* _Work instruction_
Every line of the data below is to be retyped exactly.

....................

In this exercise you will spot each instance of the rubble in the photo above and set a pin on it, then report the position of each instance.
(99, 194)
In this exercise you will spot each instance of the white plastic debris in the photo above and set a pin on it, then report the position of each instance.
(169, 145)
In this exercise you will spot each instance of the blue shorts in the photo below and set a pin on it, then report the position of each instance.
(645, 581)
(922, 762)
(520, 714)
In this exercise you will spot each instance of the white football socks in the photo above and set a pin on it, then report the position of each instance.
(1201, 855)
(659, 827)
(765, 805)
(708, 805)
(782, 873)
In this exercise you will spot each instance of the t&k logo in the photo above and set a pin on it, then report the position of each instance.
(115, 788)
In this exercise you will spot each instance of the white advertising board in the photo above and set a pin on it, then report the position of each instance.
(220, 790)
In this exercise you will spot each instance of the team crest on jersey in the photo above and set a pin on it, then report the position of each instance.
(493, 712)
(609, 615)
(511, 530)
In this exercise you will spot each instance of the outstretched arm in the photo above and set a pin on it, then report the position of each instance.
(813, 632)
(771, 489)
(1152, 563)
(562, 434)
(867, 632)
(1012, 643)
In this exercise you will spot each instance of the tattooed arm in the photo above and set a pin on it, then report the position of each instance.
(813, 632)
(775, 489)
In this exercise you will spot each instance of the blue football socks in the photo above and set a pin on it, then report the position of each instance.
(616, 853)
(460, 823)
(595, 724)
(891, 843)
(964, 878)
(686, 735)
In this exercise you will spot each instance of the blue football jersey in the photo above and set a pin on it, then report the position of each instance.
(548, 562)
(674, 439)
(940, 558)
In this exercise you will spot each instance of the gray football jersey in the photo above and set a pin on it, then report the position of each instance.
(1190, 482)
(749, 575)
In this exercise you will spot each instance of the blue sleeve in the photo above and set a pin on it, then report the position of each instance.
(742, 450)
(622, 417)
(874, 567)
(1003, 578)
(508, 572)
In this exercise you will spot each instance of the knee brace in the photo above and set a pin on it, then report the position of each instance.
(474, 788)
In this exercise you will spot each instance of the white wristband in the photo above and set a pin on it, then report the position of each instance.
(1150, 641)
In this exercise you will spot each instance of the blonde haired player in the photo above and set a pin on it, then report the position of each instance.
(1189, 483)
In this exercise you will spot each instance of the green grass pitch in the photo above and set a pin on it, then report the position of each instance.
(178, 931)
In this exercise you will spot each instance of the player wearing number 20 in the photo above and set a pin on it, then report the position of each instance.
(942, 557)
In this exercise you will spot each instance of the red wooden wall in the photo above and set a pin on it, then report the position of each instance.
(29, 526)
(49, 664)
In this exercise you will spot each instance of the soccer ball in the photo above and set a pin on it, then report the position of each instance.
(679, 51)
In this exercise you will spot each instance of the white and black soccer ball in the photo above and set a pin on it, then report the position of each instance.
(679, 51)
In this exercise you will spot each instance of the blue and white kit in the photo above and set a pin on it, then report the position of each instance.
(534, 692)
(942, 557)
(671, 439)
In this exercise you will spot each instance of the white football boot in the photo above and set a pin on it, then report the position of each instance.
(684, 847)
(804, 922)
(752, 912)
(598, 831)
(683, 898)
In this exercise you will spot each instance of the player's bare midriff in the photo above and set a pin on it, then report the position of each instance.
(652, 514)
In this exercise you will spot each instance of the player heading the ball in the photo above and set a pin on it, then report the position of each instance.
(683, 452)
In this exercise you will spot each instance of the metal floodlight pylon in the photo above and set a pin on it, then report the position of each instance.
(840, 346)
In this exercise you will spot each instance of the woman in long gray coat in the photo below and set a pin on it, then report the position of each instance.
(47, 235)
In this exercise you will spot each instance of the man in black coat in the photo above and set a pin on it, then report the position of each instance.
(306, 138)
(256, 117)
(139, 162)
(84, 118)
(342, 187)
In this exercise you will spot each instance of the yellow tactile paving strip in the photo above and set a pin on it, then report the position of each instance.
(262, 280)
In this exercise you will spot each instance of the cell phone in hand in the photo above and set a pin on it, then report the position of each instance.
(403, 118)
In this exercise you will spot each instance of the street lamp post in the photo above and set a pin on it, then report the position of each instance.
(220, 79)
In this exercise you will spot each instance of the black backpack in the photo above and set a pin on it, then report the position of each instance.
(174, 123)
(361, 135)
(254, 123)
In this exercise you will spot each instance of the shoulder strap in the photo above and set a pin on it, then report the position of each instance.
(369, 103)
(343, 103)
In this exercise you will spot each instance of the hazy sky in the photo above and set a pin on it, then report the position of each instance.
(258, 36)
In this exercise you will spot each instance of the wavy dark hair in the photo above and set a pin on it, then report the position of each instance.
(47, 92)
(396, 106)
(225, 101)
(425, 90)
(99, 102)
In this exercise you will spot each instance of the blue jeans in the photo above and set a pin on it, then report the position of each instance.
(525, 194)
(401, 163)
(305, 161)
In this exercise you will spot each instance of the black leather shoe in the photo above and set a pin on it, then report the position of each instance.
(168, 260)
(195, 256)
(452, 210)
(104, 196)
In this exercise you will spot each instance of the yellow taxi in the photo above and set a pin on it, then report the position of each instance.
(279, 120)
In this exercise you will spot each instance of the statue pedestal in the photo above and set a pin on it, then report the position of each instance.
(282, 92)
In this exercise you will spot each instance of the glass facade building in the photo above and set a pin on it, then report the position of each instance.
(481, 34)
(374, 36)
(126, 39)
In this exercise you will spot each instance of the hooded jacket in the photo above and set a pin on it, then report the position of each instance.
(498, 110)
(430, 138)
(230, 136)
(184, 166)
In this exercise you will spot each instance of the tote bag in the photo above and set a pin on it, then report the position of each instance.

....................

* _Solution to this task_
In this exercise you will spot each instance of the rubble in the photo above and set a pin on it, then report the position of each instance.
(99, 194)
In this exercise you will spot each instance of the white plastic debris in the photo above and set a pin on it, then report the position of each instance.
(169, 145)
In this exercise you will spot each instance of the blue shorts in the photo below and set a pin on it, then report the position of each instance.
(645, 581)
(922, 762)
(520, 714)
In this exercise you will spot each instance of the white football socks in the photo above and set a pin on it, then report the position of each instance.
(1201, 855)
(659, 827)
(765, 805)
(708, 805)
(782, 873)
In this exercise you will spot each instance of the t&k logo in the photo above and set a pin on it, then report the position of each instance.
(115, 788)
In this exercise you will spot each instance of the white advertising board in the photo above and set a pin on it, then report the position of each instance.
(220, 790)
In this exercise you will spot each instance of the team crest on jersey in the photo above and set a pin on it, then report the position of each instance.
(493, 712)
(609, 615)
(511, 530)
In this exercise you will spot each instance of the outstretched arm in the photo above and set a pin on it, then report the position of each instance.
(813, 632)
(771, 489)
(1152, 563)
(562, 434)
(867, 632)
(1012, 643)
In this exercise you will spot each instance of the tattooed arm in the photo above and set a pin on it, then report the position of each instance.
(813, 632)
(775, 489)
In this exercise you will spot each instance of the blue football socks in the photo above and set a pin on it, then report the position of each instance.
(616, 853)
(460, 823)
(595, 724)
(891, 843)
(964, 878)
(686, 735)
In this exercise you will spot each instance of the blue football jersey in the photo above and set a pin on it, then report the position of each instance.
(548, 562)
(674, 439)
(940, 558)
In this exercise you will spot each instance of the gray football jersey in the photo above and set a pin on it, then report the position of each instance.
(1190, 482)
(749, 575)
In this exercise you will spot each instance of the blue sleeve in the photo above and set a pin on it, then report the position of each instance.
(742, 450)
(622, 417)
(874, 567)
(1003, 578)
(508, 572)
In this exercise you will spot each instance of the knee brace in the photo above and set a pin on it, then report the position of each instance.
(474, 788)
In this exercise you will spot each instance of the white wristband in the photo above and set a pin on it, then report the position of each instance.
(1150, 641)
In this exercise you will spot each instance of the blonde haired player in the photo above and set a pin on it, then report the position of each instance.
(1189, 483)
In this exercise you will spot each instance of the green grass pitch in the photo above and set a pin on it, then report the position of each instance.
(178, 931)
In this exercise you will spot each instance of the player wearing number 20 in the photo above and set a pin on it, then report the position of each instance.
(942, 557)
In this exercise you will spot each instance of the red wooden wall in the photo above and set a pin on it, then report the position of each instance.
(29, 526)
(49, 664)
In this exercise you will spot each instance of the soccer ball in the photo above and set a pin on it, then report the position of each instance.
(679, 51)
In this exercise you will spot each instance of the white and black soccer ball in the photo above and set a pin on it, then report the position of each instance.
(679, 51)
In this exercise you will spot each instance of the blue and white kit in the photo above and set a pin on it, then report the position of each instance.
(534, 692)
(942, 557)
(671, 439)
In this exercise you will spot each instance of the white football boot in the photo above and set a pin on it, then report the position of each instance.
(684, 847)
(804, 922)
(752, 912)
(598, 831)
(683, 898)
In this exercise you will spot each instance of the player's bare midriff in the photo above and set a pin on it, then report the position of each instance.
(652, 514)
In this exercise you will spot each instance of the player heading the ball in the photo above and set a pin on it, then report the position of each instance.
(683, 452)
In this exercise you will spot each instance of the metal floodlight pylon in the photo above and set a pin on it, then report the position of each instance.
(840, 346)
In this exercise you will spot each instance of the woman in long gray coat in the photo below and set a pin on it, then report the position of each instance.
(47, 235)
In this exercise you will spot each instance of the man in black coat in the photo above and set a pin on it, then report the position of each instance.
(306, 138)
(256, 117)
(139, 162)
(84, 118)
(342, 187)
In this exercise you will spot each instance of the yellow tactile paving strip in the photo above and set a pin on it, then report the position of each instance.
(262, 280)
In this exercise you will spot each instance of the cell phone in hand in the photo above and set a pin on it, then report the position of each instance.
(403, 118)
In this exercise you will spot each instance of the street lamp post in the photo above and set a pin on it, then report the position of each instance.
(220, 79)
In this exercise you will spot each instance of the black backpack in the photo above and set a pin on it, then report the position of each instance.
(174, 123)
(361, 135)
(254, 123)
In this exercise you will spot each instance of the shoulder strap in the photo above and set a pin on it, then report the position of each instance.
(369, 103)
(343, 103)
In this exercise you will spot each instance of the hazy sky in the photo above and set a pin on it, then report the position of each instance.
(258, 36)
In this exercise you will spot each instance of the wavy dark hair in the photo above and set a pin on it, then report the position of each instance.
(47, 92)
(396, 106)
(225, 101)
(425, 90)
(99, 102)
In this exercise you will spot each instance of the blue jeans in the photo above and set a pin on it, then report the position of each instance.
(525, 194)
(401, 163)
(305, 161)
In this exercise you will spot each instance of the black leather shoe in the photo above and set a pin on it, then report the position of each instance.
(168, 260)
(195, 256)
(452, 210)
(104, 196)
In this exercise you will spot each instance of the yellow taxi in the photo above and set a pin on it, then report the position of each instance.
(279, 120)
In this exercise you will spot each instance of the statue pedestal in the photo above and set a pin on it, then report the position of each instance.
(282, 92)
In this exercise you will spot each instance of the glass facade building in the photo above and set a pin on it, then report the position of each instance.
(481, 34)
(374, 36)
(126, 39)
In this exercise you will spot each instance of the hooded jacket in the photo above and set a pin on it, then report the position of each instance.
(498, 110)
(430, 138)
(230, 136)
(184, 166)
In this exercise you will spot each instance of the tote bag in the photo above and set a pin on it, then report the position of each instance.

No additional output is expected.